Reproduce every row below verbatim, keeping each character and line break unchanged.

....

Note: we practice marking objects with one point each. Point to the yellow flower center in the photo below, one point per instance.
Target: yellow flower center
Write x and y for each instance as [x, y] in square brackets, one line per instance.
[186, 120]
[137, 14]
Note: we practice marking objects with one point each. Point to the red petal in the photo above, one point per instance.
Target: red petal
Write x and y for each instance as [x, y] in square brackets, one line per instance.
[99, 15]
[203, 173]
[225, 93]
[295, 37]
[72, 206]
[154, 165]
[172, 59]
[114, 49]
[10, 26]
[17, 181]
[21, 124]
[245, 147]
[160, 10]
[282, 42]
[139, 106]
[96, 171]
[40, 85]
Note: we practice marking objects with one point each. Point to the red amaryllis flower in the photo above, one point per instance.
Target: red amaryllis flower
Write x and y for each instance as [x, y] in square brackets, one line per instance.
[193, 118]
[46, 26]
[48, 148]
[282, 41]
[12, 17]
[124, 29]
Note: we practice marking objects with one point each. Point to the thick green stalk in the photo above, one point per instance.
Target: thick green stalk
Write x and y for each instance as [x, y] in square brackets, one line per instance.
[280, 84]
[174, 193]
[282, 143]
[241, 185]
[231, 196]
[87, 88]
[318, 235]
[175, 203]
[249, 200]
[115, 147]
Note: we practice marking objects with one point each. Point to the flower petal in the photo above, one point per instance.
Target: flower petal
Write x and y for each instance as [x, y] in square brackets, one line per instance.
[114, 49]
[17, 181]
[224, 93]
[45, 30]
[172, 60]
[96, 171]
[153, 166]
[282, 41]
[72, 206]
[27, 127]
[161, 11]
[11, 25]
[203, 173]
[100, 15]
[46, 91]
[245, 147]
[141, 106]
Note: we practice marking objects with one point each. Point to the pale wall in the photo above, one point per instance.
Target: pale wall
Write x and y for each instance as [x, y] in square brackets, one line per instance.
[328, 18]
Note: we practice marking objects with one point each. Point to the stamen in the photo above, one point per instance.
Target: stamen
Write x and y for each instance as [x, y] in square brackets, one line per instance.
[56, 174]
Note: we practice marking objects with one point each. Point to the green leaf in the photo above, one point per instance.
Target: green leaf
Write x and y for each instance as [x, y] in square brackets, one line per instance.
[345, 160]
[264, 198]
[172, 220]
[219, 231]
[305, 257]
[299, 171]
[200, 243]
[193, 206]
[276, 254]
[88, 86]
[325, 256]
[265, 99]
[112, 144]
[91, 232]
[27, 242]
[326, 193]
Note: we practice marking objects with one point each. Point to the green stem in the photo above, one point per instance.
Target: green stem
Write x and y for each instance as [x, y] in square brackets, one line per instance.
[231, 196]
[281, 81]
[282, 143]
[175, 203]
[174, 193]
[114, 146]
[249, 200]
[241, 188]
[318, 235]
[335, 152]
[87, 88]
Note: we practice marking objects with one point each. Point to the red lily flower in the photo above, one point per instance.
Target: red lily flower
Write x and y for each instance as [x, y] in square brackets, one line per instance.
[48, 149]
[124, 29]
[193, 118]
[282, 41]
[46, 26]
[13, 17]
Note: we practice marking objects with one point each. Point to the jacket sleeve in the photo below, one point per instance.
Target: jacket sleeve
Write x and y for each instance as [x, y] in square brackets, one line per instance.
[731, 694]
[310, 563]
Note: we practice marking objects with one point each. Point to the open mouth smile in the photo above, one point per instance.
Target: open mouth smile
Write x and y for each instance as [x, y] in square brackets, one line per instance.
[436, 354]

....

Written solution:
Note: we practice marking objects with one point each. Point to the yellow flower center in the photo below, one point per instance.
Target: yellow flower center
Write x and y for each instance as [x, y] in square brackets, one line per instance.
[186, 120]
[137, 14]
Note: we practice marking objects with one point each. Point to the red petal in the photo above, one point per instance.
Target: red petal
Write x and y for each instance as [x, y] in square brackets, one line per instance.
[99, 15]
[203, 173]
[225, 93]
[295, 37]
[72, 206]
[154, 165]
[172, 59]
[114, 49]
[10, 26]
[17, 181]
[21, 124]
[245, 147]
[160, 10]
[282, 42]
[139, 106]
[96, 171]
[40, 85]
Note: we practice marking objects with one point each. Point to the red amaryllis flower in the photo above, one point per instance.
Target: red amaryllis flower
Write x and y for each instance as [x, y] in square brackets, one line per instance.
[193, 118]
[46, 26]
[48, 148]
[282, 41]
[12, 17]
[124, 29]
Note: we practice marking objects with one point each. Point to the thick green stalk in the photo above, one point per instance.
Target: thick green stalk
Write x and y for each instance as [x, y] in square brackets, one line per instance.
[280, 84]
[174, 193]
[282, 143]
[241, 185]
[231, 196]
[87, 88]
[318, 235]
[175, 203]
[249, 200]
[115, 147]
Note: we practice marking objects with one point each. Point to the flower petal in the photo above, one point per instance.
Target: flower petal
Write x and y for each instance as [x, y] in square brackets, one line per instance.
[114, 49]
[17, 181]
[224, 93]
[45, 30]
[172, 60]
[96, 171]
[153, 166]
[282, 41]
[72, 206]
[27, 127]
[161, 11]
[11, 25]
[203, 173]
[100, 15]
[46, 91]
[245, 147]
[141, 106]
Note: we practice marking objects with one point each. Point to the pale wall in the photo above, one point per instance.
Target: pale wall
Write x and y for each instance as [x, y] in square brackets, one line per instance.
[328, 18]
Note: we practice marking objects with one point each. Point to the stamen in the photo above, one point per instance.
Target: stamen
Write x and y for each instance as [x, y] in square brackets, one line per instance.
[56, 174]
Note: we practice marking objects with one point each. Point to the green leaf in the photo above, one point per instance.
Target: green leaf
Write x and y for each instance as [x, y] in square brackets, one line per instance.
[345, 160]
[264, 198]
[172, 220]
[219, 231]
[305, 257]
[299, 171]
[200, 243]
[193, 206]
[276, 254]
[88, 86]
[325, 256]
[265, 99]
[112, 144]
[91, 232]
[27, 242]
[326, 193]
Note: we practice marking objects with one point each. Point to the green stem in the photo above, one point per instance.
Target: green stem
Write x and y for each instance as [x, y] in square brackets, one line per instance.
[231, 196]
[281, 81]
[282, 143]
[175, 203]
[174, 193]
[114, 146]
[249, 200]
[241, 188]
[318, 235]
[335, 152]
[87, 88]
Note: we practice marking objects with one point each. Point to the red lily flower in the photo above, one point per instance.
Target: red lily flower
Write x and y for each instance as [x, y] in square brackets, one line per instance.
[48, 149]
[124, 29]
[193, 118]
[282, 41]
[46, 26]
[13, 17]
Note: we practice marking objects with one point each. Point to the jacket sleeve in the photo below, one point per instance.
Target: jacket sleeve
Write x and y for each instance as [x, y] in square brackets, one line per instance.
[731, 694]
[310, 563]
Note: we practice marking objects with one point each. Point to the open mouth smile in the photo above, one point per instance.
Target: open mouth smile
Write x and y for each instance as [x, y] in square brackets, one line per instance.
[436, 354]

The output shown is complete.